## [Directions]
The line containing "Where in this photo can the white" and every line after it through the end of the records: return those exactly, and nothing more.

Saved entries
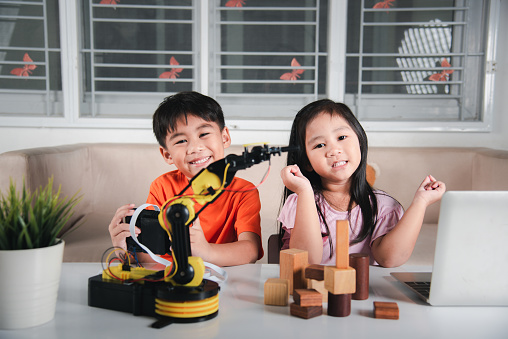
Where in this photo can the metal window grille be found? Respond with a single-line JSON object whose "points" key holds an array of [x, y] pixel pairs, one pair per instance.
{"points": [[416, 53]]}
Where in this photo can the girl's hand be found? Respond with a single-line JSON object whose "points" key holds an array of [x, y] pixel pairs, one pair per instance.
{"points": [[118, 230], [430, 190], [294, 180], [199, 245]]}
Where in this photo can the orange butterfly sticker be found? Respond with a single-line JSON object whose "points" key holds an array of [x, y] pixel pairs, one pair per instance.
{"points": [[27, 69], [235, 3], [294, 74], [174, 73], [384, 4], [444, 75], [109, 2]]}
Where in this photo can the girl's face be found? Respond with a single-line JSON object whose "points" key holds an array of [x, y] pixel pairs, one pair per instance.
{"points": [[333, 149]]}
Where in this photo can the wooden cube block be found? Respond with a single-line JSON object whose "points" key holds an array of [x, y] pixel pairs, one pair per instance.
{"points": [[305, 312], [386, 310], [276, 292], [292, 267], [305, 298], [316, 272], [319, 285], [339, 305], [340, 280]]}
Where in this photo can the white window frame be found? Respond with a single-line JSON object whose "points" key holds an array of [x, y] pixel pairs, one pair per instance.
{"points": [[71, 78]]}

## [Solution to this exercise]
Where in this photo can the white window frame be found? Respond with a single-line JSON object whose "points" key holds an array of [x, y] pixel pairs, one pair per instance.
{"points": [[71, 78]]}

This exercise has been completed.